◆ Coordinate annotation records
'''
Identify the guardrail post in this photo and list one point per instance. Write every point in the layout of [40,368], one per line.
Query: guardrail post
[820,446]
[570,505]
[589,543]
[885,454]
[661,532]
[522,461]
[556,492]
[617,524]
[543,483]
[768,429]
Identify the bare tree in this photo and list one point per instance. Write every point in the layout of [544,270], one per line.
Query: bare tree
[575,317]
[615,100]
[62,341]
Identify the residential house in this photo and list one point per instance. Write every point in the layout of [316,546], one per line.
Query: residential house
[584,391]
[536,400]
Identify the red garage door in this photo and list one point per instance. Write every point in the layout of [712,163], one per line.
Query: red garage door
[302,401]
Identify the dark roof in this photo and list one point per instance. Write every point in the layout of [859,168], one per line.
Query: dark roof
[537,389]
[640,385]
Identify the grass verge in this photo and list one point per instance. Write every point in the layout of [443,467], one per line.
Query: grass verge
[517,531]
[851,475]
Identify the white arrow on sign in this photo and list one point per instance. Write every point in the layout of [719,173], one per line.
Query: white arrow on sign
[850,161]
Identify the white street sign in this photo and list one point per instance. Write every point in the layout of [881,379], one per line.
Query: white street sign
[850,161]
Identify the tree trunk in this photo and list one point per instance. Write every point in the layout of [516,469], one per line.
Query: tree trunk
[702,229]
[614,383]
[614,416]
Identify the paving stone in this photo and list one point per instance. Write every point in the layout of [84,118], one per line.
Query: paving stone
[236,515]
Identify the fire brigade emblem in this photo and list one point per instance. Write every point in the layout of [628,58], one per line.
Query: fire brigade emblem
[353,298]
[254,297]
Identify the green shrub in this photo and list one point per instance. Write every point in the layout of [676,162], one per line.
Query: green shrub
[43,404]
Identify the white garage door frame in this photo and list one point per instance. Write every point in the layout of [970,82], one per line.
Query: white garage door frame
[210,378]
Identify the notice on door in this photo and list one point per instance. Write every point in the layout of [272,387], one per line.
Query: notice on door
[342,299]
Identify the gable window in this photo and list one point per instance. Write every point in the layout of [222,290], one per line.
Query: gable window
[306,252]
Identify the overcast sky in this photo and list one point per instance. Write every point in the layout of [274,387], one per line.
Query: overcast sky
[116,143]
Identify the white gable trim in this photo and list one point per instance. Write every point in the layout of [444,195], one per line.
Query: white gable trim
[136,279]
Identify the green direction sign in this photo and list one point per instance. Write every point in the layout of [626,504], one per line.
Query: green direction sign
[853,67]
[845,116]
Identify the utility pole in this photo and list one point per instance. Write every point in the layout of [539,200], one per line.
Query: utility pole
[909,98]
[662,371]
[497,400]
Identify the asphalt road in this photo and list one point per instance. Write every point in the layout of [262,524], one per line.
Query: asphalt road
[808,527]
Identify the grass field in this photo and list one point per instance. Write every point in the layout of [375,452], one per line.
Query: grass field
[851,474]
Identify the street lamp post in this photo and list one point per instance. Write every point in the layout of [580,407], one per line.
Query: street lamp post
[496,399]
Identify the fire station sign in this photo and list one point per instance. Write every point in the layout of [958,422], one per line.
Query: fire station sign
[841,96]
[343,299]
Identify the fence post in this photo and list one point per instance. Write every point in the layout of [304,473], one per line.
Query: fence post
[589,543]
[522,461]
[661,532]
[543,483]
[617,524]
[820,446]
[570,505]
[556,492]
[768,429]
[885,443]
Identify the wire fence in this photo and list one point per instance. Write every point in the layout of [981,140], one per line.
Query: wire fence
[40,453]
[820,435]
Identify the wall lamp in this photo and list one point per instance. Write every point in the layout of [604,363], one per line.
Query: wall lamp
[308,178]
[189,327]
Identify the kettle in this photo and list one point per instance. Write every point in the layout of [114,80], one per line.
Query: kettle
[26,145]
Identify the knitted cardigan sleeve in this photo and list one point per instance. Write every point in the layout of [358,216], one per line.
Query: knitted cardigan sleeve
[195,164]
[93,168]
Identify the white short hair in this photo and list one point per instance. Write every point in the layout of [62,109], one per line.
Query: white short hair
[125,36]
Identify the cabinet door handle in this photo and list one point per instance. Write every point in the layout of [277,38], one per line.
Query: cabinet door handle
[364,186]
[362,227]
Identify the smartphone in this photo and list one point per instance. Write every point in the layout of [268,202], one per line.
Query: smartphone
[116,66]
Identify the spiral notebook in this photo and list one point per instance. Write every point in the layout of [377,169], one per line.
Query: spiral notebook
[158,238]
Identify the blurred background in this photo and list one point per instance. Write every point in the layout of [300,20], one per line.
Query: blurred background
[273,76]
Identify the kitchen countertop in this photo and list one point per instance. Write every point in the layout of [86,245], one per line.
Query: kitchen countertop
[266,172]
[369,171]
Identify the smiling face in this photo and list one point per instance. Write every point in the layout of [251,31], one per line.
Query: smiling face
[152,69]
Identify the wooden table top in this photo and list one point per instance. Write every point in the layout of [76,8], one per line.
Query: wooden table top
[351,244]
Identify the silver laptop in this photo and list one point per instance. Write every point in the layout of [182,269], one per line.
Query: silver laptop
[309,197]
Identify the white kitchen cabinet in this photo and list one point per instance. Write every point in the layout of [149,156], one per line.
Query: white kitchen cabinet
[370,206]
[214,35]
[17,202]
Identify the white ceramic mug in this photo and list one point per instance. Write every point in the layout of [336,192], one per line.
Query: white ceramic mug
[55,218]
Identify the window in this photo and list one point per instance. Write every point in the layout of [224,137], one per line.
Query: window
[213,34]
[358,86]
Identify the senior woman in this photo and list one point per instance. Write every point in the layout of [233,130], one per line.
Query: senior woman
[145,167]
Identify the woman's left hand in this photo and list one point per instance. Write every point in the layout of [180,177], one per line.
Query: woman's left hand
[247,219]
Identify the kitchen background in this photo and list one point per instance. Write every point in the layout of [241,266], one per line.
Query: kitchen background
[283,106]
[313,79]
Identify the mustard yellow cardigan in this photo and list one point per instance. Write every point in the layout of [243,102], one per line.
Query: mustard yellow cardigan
'''
◆ WHAT IS REQUIRED
Repeat the data verbatim.

◆ ANSWER TO THE EXERCISE
Identify the guardrail post in this photo and list one point per instance. Write every point in the layout of [40,368], one per line.
Query: guardrail post
[820,446]
[570,505]
[589,543]
[885,454]
[661,532]
[522,461]
[556,492]
[617,524]
[543,483]
[768,429]
Identify the bare tree in this photo and list one point per instance. Write every point in the layout of [544,270], one per line.
Query: bare tree
[575,317]
[615,100]
[62,341]
Identify the residential house in this photo and list one point per instance. Write every point in the layout of [316,546], one per line.
Query: residential house
[584,391]
[536,400]
Identify the red garage door in this photo and list one point per instance. Write every point in the layout of [712,163], one per line.
Query: red garage door
[302,401]
Identify the dark roof in this photo and list one point per instance. Write every point in the layout of [859,168], one per line.
Query: dark roof
[537,389]
[640,385]
Identify the grass verge in this photo and list one point per instance. Write every point in the layout of [443,467], one per line.
Query: grass verge
[517,531]
[851,475]
Identify the white arrow on sign in this photo and list one point per instance. Write every point in the layout of [719,173], one per line.
Query: white arrow on sign
[850,161]
Identify the white street sign in this photo and list one point per instance. Write every point in the layout of [881,379], one per line.
Query: white street sign
[850,161]
Identify the tree trunk in this photo and list one point per instance. Write every point in the layout of [516,469], one per line.
Query: tree trunk
[702,229]
[614,383]
[614,416]
Identify the paving stone in this photo and list one point per instance. Write every point in the layout of [84,118], one per line.
Query: paving stone
[236,515]
Identify the fire brigade emblem in this photo and list one point per instance. Write every point in the layout of [628,58], one per line.
Query: fire brigade emblem
[353,298]
[254,297]
Identify the green shrub in this photo and list one point per instance. Write every point in the layout of [676,162], one per line.
Query: green shrub
[43,404]
Identify the white garage door frame in this photo and list one point per instance. Write every point in the layout of [970,82], one per line.
Query: white garage door frame
[210,378]
Identify the notice on door in this photo and list one point per instance. Write every point in the layout of [272,387], one per line.
Query: notice on door
[342,299]
Identify the gable window in this photo and list one point per instance. Write every point in the layout of [222,290], one per line.
Query: gable window
[306,252]
Identify the overcast sky in this photo and list one point per instance. Write every point in the layout of [274,387], one per line.
Query: overcast sky
[116,143]
Identify the white gable trim in this photo and list one point per instance. Write every point in the layout of [444,195], one per line.
Query: white gable trim
[136,279]
Identify the green direction sign in this photo and list one point per instance. Write every point in the layout of [626,504], one per line.
Query: green direction sign
[853,67]
[845,116]
Identify the utility pole in this photo and list one point per instance. Write every point in the layout of [539,200], one per line.
Query: utility pole
[909,98]
[662,371]
[497,400]
Identify the asphalt road in this photo and list one point per instance. Write every point in the layout of [262,524], one per line.
Query: asphalt road
[808,527]
Identify the grass field in this photo and list one point per instance. Write every point in the layout of [375,452], one per line.
Query: grass field
[851,474]
Identify the street lamp post in this photo and list one point per instance. Write every point in the layout of [580,407], one per line.
Query: street lamp post
[496,399]
Identify the fire station sign in this photo and list one point per instance. Write every point in the layout of [958,422], one per line.
Query: fire station sign
[841,96]
[343,299]
Identify the fence post in this photo and list one point per instance. Write every point in the layout of [304,473], one per line.
Query: fence post
[589,543]
[522,461]
[661,532]
[543,483]
[617,524]
[820,446]
[570,505]
[556,492]
[768,429]
[885,443]
Identify the wire fence in this photo and list one point per instance. Write every point in the layout of [981,140], one per line.
Query: wire fence
[40,453]
[820,435]
Identify the wall lamp in this photo and list one point per instance. Write every point in the layout of [604,363], one per line.
Query: wall lamp
[308,178]
[189,327]
Identify the kettle in this photo and list one point per instance. Write every point in the layout of [114,80], one per line.
Query: kettle
[26,145]
Identify the knitted cardigan sleeve in this photo and list one point per instance. Write every point in the layout of [358,216], one per line.
Query: knitted cardigan sleeve
[195,164]
[93,168]
Identify the white short hair in this photo and list one point per instance. Write every point in the layout of [62,109], one per line.
Query: white short hair
[125,36]
Identify the cabinet door handle in this photo and list one point per instance. Write every point in the layout of [277,38], one per line.
Query: cabinet door handle
[364,186]
[362,227]
Identify the smartphone in this photo and list one point per instance. Write every point in the layout of [268,202], one per line.
Query: smartphone
[116,66]
Identify the spiral notebook in this photo and list one point per instance. Write every point in the layout of [377,169], one per line.
Query: spiral notebook
[158,238]
Identify the blurred background in this photo and list one point per instance. Write every point in the layout of [300,20], one per line.
Query: blurred background
[273,76]
Identify the kitchen countertop in this photo and list one point per instance. Write every point in the layout of [86,245], one per line.
Query: kitchen countertop
[266,172]
[369,171]
Identify the smiling face in this photo and list one point per instance. Write every point in the layout of [251,31], one per line.
Query: smiling face
[152,69]
Identify the wooden table top in this photo and list one point per instance. Write every point in the layout of [76,8], one per line.
Query: wooden table top
[351,244]
Identify the silver laptop in this photo and list one point per instance. Write every point in the layout of [182,269], one per line.
Query: silver laptop
[309,197]
Identify the white kitchen cabinet in this photo and list one point per instance. Write every point in the layout of [149,156], one per line.
Query: white kitchen cabinet
[370,206]
[214,35]
[17,202]
Identify the white ceramic mug in this photo and list one point per instance. Write every point in the layout of [336,192], one per line.
Query: white ceramic mug
[55,218]
Identify the window in this photo and list one point per instance. Write every point in the layout of [224,137], one per line.
Query: window
[213,34]
[358,86]
Identify the senior woman in this photo and list one point per instance. Write every point in the layout of [233,130], one per line.
Query: senior woman
[145,167]
Identify the woman's left hand in this photo and list one point per instance. Write every point in the layout of [180,177], one per line.
Query: woman's left hand
[247,219]
Identify the kitchen background in this photo and list one point per instance. Write every point in the layout of [241,266], one per line.
Query: kitchen background
[283,106]
[313,79]
Identify the mustard yellow cardigan in this photo and list one point per instance. Write every point in the layout of [243,102], one per line.
Query: mustard yellow cardigan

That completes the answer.